-- Start EXERCISE INPUTS --
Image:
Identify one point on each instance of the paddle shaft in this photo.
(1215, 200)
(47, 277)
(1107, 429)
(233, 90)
-- End EXERCISE INPUTS --
-- Start EXERCISE INPUTS --
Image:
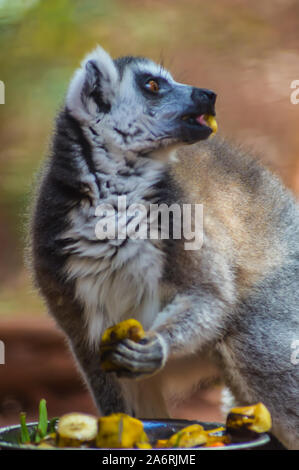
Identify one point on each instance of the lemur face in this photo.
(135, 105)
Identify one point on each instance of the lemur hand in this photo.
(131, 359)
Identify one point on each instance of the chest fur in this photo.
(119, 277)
-- End EXERCISE INPUTS --
-- Start EXERCISE INPUTS --
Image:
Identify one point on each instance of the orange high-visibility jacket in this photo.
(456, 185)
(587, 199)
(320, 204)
-- End EXERCISE INPUTS --
# YOUR GOAL:
Report every line in the records that contains the string "point", treating uppercase and lowercase as different.

# EXERCISE OUTPUT:
Identify one point on each instance of the paddle shaft in this photo.
Identify one point on each instance of the lemur face in this photo.
Identify one point on each instance of the lemur hand in this photo.
Identify one point on each instance of the chest fur in this photo.
Identify one point on each instance of the orange high-visibility jacket in this photo.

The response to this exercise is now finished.